## Your task
Every record below should be printed exactly as given.

## Stored data entries
----

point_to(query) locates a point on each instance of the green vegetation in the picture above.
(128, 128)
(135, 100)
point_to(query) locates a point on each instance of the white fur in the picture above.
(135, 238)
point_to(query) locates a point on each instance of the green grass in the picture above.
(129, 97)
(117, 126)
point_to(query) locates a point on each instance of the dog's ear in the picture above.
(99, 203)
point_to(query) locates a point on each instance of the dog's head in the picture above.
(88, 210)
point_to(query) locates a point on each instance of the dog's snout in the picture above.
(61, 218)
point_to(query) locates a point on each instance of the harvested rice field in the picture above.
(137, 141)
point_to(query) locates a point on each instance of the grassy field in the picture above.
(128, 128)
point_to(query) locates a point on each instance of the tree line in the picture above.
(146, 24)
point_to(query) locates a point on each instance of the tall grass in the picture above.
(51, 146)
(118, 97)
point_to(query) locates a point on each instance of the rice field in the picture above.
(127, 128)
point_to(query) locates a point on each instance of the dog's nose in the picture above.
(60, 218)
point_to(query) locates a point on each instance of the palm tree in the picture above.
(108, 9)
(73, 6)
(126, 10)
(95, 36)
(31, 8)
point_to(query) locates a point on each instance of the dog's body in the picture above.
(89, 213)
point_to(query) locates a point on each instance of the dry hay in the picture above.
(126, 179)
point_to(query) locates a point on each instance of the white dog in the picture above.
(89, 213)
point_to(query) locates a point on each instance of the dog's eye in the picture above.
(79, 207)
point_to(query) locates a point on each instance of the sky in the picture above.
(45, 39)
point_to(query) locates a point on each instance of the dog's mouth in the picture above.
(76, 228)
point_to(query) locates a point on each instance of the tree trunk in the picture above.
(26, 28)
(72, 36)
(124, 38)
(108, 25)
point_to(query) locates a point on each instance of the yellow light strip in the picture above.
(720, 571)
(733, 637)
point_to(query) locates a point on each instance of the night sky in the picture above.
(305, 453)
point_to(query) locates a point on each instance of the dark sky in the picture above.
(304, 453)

----

## Response area
point_to(query) locates a point on each instance of the green vegetation in the picture above.
(128, 128)
(135, 100)
point_to(query) locates a point on each instance of the white fur in the picture above.
(135, 238)
point_to(query) locates a point on each instance of the green grass in the picture above.
(129, 97)
(117, 126)
point_to(query) locates a point on each instance of the dog's ear in the picture above.
(99, 203)
point_to(query) locates a point on each instance of the dog's head in the picture above.
(88, 210)
point_to(query) locates a point on each instance of the dog's snout in the picture above.
(61, 218)
point_to(query) locates a point on each instance of the harvested rice field in the picture above.
(137, 141)
point_to(query) locates a point on each instance of the grassy field in the picture above.
(128, 128)
point_to(query) locates a point on each instance of the tree line in the picture above.
(146, 24)
point_to(query) locates a point on each instance of the tall grass in the picture above.
(51, 146)
(118, 97)
point_to(query) locates a point on each instance of the rice field in the picture above.
(127, 128)
point_to(query) locates a point on each instance of the dog's nose in the picture above.
(60, 218)
point_to(query) locates a point on each instance of the palm tree in the picture above.
(108, 9)
(73, 6)
(126, 10)
(95, 36)
(31, 8)
point_to(query) locates a point on each instance of the dog's body in the picture above.
(89, 213)
point_to(query) locates a point on each instance of the dry hay in the picture above.
(126, 179)
point_to(query) locates a point on each instance of the white dog in the picture above.
(89, 213)
point_to(query) locates a point on each instance of the dog's eye in the picture above.
(79, 207)
point_to(query) locates a point on each instance of the sky in the picture above.
(45, 39)
point_to(query) locates a point on each instance of the dog's mouth in the picture above.
(76, 228)
point_to(query) locates a point on each instance of the tree trunk in the picture above.
(26, 28)
(72, 36)
(124, 38)
(108, 25)
point_to(query) locates a point on each instance of the yellow light strip in the picture above.
(720, 571)
(733, 637)
point_to(query) locates a point on each instance of the night sky in the picture above.
(305, 453)
point_to(query) locates a point on each instance of the dark sky in the picture above.
(304, 453)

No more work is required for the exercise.